#### EXCERPTED PASSAGE:
-=-=-

I expect to watch her glide away into the grass. Instead, she is motionless. Inert. For the first time since we met.
I was done here. Wasn’t I? She was checked off. What is she thinking, as more seconds pass, and more, and she continues perfect stillness, six inches from my door? What is thought, to a snake? Does a snake plan— I’m gonna head to the hibernacula today, soons I catch me a big mouse— hold a vision, and match each motion against it? Like me: today’s little list; my life’s big (big?) list. Or is snake-thought a smoothed moving parabola of instantaneous decisions: in this split second, left feels better than right?
“No, Keskoo.” Of course my dog wants to go outside now. Because I am holding the door barely open, peering through, watching the snake.
Maybe the snake is regrouping. Planning reentry? Not injured. I don’t think. I am pretty sure I didn’t hurt her.
Well, I will just have to have hassle her some more, I guess. I will feel better if I see her snake away even ten feet from my front door, into the tall grass.
I step through the door, raising the broom. With a ninety degree sideslip, she disappears. I wouldn’t have believed it if I hadn’t seen it: she has vanished into an eight-inch-wide strip of gravel outlining my house. Ordinary golf-ball to marble-sized gravel, dumped here by the last dump truck of construction days.

-=-=-

#### COLLECTED DATA:
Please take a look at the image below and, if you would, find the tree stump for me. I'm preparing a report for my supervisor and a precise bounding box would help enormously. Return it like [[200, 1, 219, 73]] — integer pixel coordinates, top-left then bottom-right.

-=-=-

#### TASK DETAILS:
Name every kind of animal that the snake passage above mentions.

#### SOLUTION FOR THIS EXERCISE:
Snake, mouse, dog (Keskoo)